[BEGIN Given records]

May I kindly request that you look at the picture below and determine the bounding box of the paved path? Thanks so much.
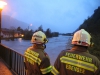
[0,58,13,75]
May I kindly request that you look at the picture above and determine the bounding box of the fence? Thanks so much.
[0,44,26,75]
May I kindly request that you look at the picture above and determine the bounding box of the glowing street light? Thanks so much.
[0,1,7,43]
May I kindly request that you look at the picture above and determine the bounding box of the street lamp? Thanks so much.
[0,1,7,43]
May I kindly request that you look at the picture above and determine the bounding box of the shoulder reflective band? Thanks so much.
[40,66,52,74]
[51,66,59,75]
[25,52,41,65]
[60,56,97,72]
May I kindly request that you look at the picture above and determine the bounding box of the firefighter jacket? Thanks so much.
[24,46,52,75]
[51,47,100,75]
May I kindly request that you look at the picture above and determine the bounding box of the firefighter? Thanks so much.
[24,31,52,75]
[51,29,100,75]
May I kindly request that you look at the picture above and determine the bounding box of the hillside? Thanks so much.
[1,15,29,29]
[78,6,100,59]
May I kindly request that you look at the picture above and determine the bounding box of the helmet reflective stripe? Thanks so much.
[25,50,41,65]
[51,66,59,75]
[60,56,97,72]
[72,29,91,46]
[31,31,48,44]
[40,66,52,74]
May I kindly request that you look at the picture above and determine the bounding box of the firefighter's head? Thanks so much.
[31,31,48,44]
[72,29,91,47]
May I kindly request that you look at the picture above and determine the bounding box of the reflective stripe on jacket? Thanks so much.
[24,48,52,75]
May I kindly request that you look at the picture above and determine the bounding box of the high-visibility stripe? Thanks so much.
[25,52,41,65]
[60,56,97,72]
[40,66,52,74]
[51,66,59,75]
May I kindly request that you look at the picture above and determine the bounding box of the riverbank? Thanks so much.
[0,58,13,75]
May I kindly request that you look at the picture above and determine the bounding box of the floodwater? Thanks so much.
[1,35,72,65]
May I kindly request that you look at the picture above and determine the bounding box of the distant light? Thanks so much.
[0,1,7,9]
[30,24,32,26]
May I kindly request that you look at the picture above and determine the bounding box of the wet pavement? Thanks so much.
[0,58,13,75]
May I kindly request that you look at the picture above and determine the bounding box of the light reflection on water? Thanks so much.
[1,36,71,65]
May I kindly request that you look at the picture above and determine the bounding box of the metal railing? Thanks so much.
[0,44,26,75]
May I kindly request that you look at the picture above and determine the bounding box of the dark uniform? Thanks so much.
[24,45,52,75]
[51,47,100,75]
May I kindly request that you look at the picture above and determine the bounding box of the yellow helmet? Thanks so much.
[31,31,48,44]
[72,29,91,46]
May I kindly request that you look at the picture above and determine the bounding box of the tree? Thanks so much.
[37,25,44,32]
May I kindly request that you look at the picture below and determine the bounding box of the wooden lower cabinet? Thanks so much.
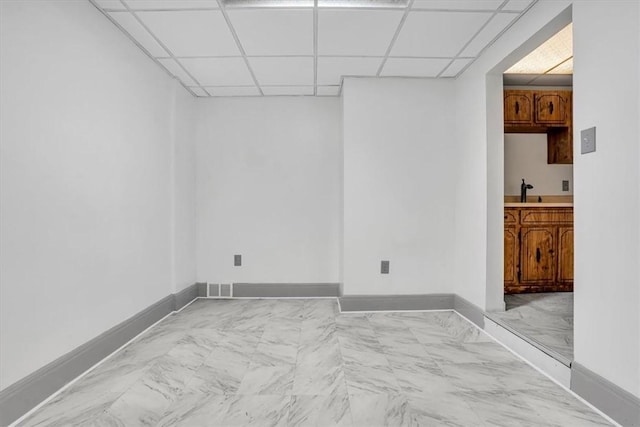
[504,227,518,288]
[520,227,556,285]
[558,227,573,289]
[504,207,573,294]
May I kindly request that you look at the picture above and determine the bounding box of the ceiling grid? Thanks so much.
[88,0,538,97]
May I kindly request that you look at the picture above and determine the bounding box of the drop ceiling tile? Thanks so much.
[205,86,260,96]
[380,58,451,77]
[180,58,254,86]
[158,58,197,86]
[318,56,382,85]
[502,0,532,12]
[412,0,503,10]
[124,0,218,10]
[391,12,491,57]
[318,9,404,56]
[460,13,518,56]
[109,12,168,56]
[261,86,313,96]
[94,0,127,10]
[249,56,313,86]
[440,58,473,77]
[137,10,240,56]
[227,9,313,55]
[189,86,209,96]
[316,86,340,96]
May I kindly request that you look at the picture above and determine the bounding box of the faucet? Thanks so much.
[520,178,533,203]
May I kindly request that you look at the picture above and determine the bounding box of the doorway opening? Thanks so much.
[490,20,574,366]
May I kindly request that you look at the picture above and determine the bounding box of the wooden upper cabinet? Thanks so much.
[504,89,573,164]
[534,92,567,125]
[504,90,533,125]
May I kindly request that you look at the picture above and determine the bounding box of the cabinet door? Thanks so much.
[535,93,566,125]
[504,227,518,291]
[558,227,573,283]
[504,90,533,124]
[520,227,555,284]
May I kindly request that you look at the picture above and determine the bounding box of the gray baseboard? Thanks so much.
[196,282,207,298]
[571,361,640,427]
[453,294,484,329]
[0,285,198,426]
[232,283,340,298]
[339,294,454,312]
[173,283,200,311]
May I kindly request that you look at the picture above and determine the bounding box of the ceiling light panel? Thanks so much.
[222,0,313,10]
[205,86,260,96]
[380,58,451,77]
[547,58,573,74]
[249,57,313,86]
[158,58,198,86]
[318,0,409,9]
[502,0,533,12]
[318,10,404,56]
[318,56,382,85]
[316,86,340,96]
[440,58,473,77]
[505,24,573,74]
[262,86,313,96]
[109,12,169,57]
[460,13,518,56]
[137,10,240,56]
[412,0,503,10]
[391,12,491,57]
[189,86,209,96]
[227,9,313,56]
[93,0,127,10]
[124,0,218,10]
[180,58,254,86]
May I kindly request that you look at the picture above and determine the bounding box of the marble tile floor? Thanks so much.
[19,299,610,427]
[489,292,573,364]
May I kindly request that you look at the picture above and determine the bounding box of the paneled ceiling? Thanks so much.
[89,0,537,97]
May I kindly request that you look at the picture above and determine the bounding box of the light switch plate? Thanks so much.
[580,126,596,154]
[380,261,389,274]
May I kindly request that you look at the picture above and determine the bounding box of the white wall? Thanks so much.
[0,1,194,388]
[196,97,342,283]
[453,0,571,311]
[171,89,196,293]
[455,1,640,402]
[573,1,640,397]
[504,133,573,196]
[343,79,457,295]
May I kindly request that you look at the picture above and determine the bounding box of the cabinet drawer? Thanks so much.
[504,209,518,224]
[520,208,573,225]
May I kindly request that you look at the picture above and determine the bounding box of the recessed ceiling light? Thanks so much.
[222,0,409,9]
[505,24,573,74]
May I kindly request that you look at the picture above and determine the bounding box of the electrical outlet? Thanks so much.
[380,261,389,274]
[580,126,596,154]
[220,283,231,297]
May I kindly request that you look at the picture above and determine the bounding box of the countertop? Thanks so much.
[504,202,573,208]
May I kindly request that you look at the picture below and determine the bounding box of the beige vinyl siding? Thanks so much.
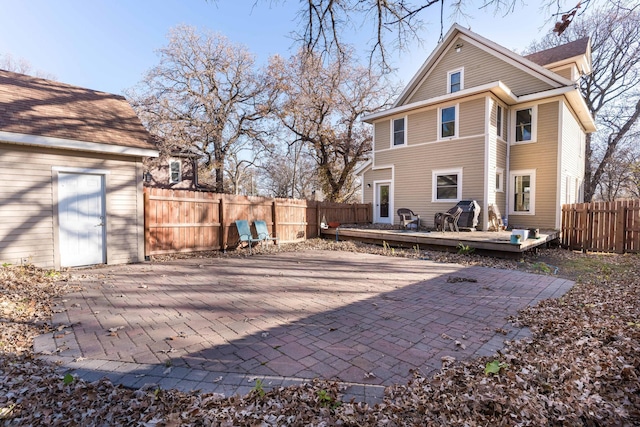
[507,101,559,229]
[560,101,585,204]
[373,121,390,151]
[407,109,438,145]
[406,39,552,104]
[374,97,485,150]
[554,66,574,80]
[370,97,486,227]
[459,98,486,138]
[0,142,143,268]
[362,168,392,203]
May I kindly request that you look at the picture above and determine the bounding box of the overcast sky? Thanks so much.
[0,0,576,94]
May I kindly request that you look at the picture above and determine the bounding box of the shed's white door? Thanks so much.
[58,173,105,267]
[373,182,393,224]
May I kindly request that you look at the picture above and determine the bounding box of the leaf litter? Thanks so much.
[0,240,640,426]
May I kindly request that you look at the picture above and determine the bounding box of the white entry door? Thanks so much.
[374,182,393,224]
[58,172,105,267]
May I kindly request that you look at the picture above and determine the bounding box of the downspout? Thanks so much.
[504,109,511,227]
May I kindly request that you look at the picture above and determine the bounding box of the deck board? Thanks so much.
[321,227,560,257]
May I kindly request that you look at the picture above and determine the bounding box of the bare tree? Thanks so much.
[0,53,56,80]
[259,141,320,199]
[288,0,604,70]
[530,1,640,201]
[269,51,397,202]
[128,26,269,193]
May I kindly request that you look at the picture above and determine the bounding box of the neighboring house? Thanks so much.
[360,25,595,230]
[144,148,201,190]
[0,70,158,268]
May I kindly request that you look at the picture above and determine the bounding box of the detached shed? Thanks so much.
[0,70,158,268]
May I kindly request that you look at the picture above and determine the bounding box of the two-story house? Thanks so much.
[360,25,595,230]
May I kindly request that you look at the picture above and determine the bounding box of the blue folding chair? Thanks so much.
[253,221,280,247]
[236,219,264,254]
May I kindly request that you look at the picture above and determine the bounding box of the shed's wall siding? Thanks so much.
[0,142,144,268]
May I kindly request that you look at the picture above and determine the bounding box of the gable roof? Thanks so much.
[362,24,596,132]
[0,70,157,156]
[525,37,591,66]
[393,24,573,107]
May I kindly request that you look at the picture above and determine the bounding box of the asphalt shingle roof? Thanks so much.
[0,70,156,149]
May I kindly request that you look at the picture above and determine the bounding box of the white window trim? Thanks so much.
[510,105,538,145]
[495,168,504,193]
[438,104,460,141]
[431,168,462,203]
[169,159,182,184]
[509,169,536,216]
[447,67,464,93]
[389,116,409,148]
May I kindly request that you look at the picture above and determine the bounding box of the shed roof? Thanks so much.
[0,70,156,150]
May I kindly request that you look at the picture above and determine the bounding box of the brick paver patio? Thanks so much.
[35,251,573,403]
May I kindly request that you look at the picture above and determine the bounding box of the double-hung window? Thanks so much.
[431,169,462,202]
[514,106,537,142]
[169,160,182,184]
[447,68,464,93]
[510,170,536,215]
[391,117,407,147]
[438,105,458,139]
[496,168,504,193]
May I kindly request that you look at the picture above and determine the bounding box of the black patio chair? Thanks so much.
[433,206,462,233]
[398,208,420,230]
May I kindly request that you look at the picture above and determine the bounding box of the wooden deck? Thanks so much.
[322,227,560,258]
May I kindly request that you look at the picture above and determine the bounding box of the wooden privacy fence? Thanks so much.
[144,188,372,256]
[562,199,640,253]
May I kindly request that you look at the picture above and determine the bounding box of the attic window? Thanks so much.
[391,117,407,147]
[514,106,537,142]
[438,104,458,139]
[169,160,182,184]
[447,68,464,93]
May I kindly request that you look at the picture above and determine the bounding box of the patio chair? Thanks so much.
[236,219,264,254]
[398,208,420,230]
[433,206,462,233]
[253,221,280,247]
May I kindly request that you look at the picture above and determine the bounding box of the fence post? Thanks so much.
[615,203,627,254]
[313,200,322,237]
[218,194,227,252]
[271,199,279,237]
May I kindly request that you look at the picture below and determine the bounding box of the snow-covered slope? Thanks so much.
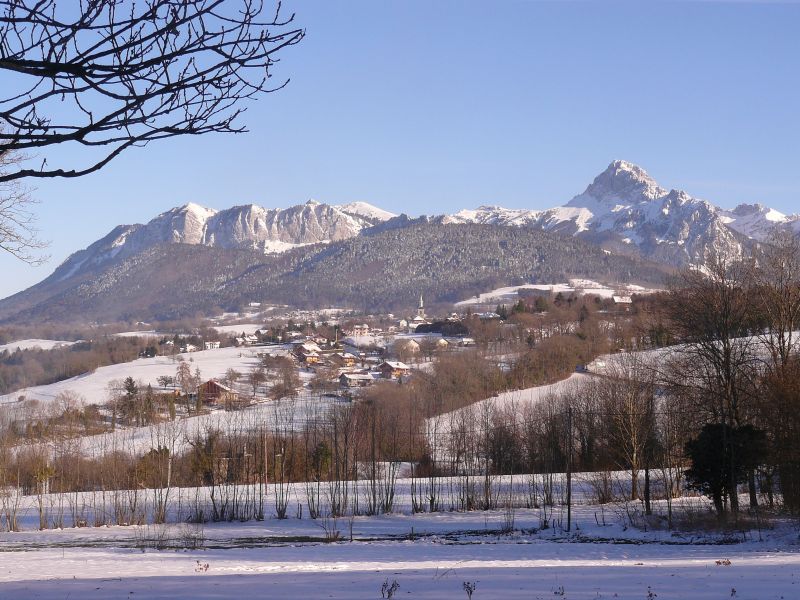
[336,202,397,223]
[446,160,800,265]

[END Given records]

Instructions for the task → Convert the lines above, starting at the one containing "shed? Thanks so much." and ending at the one containing "[0,142,144,268]", into a Markdown table with the columns Row and Line. Omit blank lines.

Result for this exercise →
| Row | Line |
|---|---|
| 1 | May I kindly request that you look at the picture above and determine the bounding box of the detached shed? Thanks so much. |
| 2 | [0,70,158,268] |
| 3 | May I kindly request that you look at the picture above and determine the bounding box of the two-story house? Thanks so much. |
| 4 | [360,25,595,230] |
| 5 | May I kindly request that you look at the picture above and determine the bounding box of the blue folding chair? Thanks so much. |
| 6 | [253,221,280,247] |
| 7 | [236,219,264,254] |
| 8 | May I kindly request that you look at the picture above and determine the bounding box of the shed's wall siding? Thanks so much. |
| 9 | [0,142,144,268] |